I recently read the rather interesting announcement from NTT DoCoMo where they demonstrated LTE running over the unlicensed 5GHz band.  They report a 60% increase in spectral efficiency over IEEE 802.11n Wi-Fi.  The article also noticed that LTE-U is now referred to as Licensed-Assisted Access using LTE or LAA-LTE.  This caused me to pause, and think about several things.

The comparison between LAA-LTE and Wi-Fi is not (and should not be) about spectral efficiency. Rather it is about several other factors:

  • A robust network with a diverse client ecosystem (does anybody reading this blog own an IP device without Wi-Fi? How many of those devices contain LTE? How many are Wi-Fi only, without any SIM card?)
  • The ability to support neutral host deployments (are stadium owners willing to deploy LAA-LTE if it only supports one operator?)
  • The ability to co-exist in a multi-operator environment (how would LAA-LTE operate in dense environments when it has to co-exist with LAA-LTE APs from other operators?)
  • The ability to co-exist in a multi-technology environment (would if it adversely affects the existing and extensive deployments of Wi-Fi infrastructure?)
  • A number of Mobile operators have agreements with Wi-Fi providers for offloading cellular traffic (how does one enable such a scenario with LAA-LTE?)

GIVEN MATERIAL:

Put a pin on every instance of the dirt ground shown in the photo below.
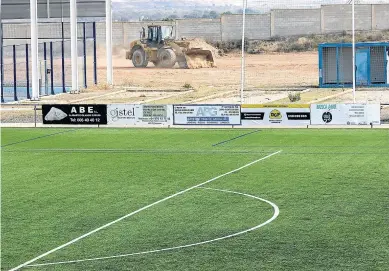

REQUIRED ACTIONS:
[a] Rewrite the passage on LTE in the unlicensed band from "I recently read" up to and including "about several things.", putting "throughput" in place of "spectral efficiency".
[b] Extend the piece comparing LAA-LTE with Wi-Fi, picking up after its final point.
The lines shown after the passage on LTE in the unlicensed band are separate material.

RESPONSES TO THE EXERCISE:
[a]
I recently read the rather interesting announcement from NTT DoCoMo where they demonstrated LTE running over the unlicensed 5GHz band.  They report a 60% increase in throughput over IEEE 802.11n Wi-Fi.  The article also noticed that LTE-U is now referred to as Licensed-Assisted Access using LTE or LAA-LTE.  This caused me to pause, and think about several things.

[b]
And if you really want to talk about speeds and feeds, it’s interesting that the test was done against 802.11n, when 802.11ac is now widely available, providing speeds that exceed LTE-Advanced speeds of 1 Gbps (IEEE 802.11 ac Wave 1 provides maximum speed of 1.3 Gbps and Wave 2 provides maximum speed of 3.5 Gbps).  It’s also important to note that LAA-LTE has not been defined yet and so it’s very likely that the LAA-LTE implementation tested here does not have the politeness mechanisms required in certain regulatory domains like Europe. These mechanisms allow fair usage of the unlicensed spectrum by allowing other users an opportunity to transmit and share the spectrum.  These mechanisms already integrated into Wi-Fi will add additional overhead to LAA-LTE that will reduce its spectral efficiency, a factor that needs to be taken into account in any comparison.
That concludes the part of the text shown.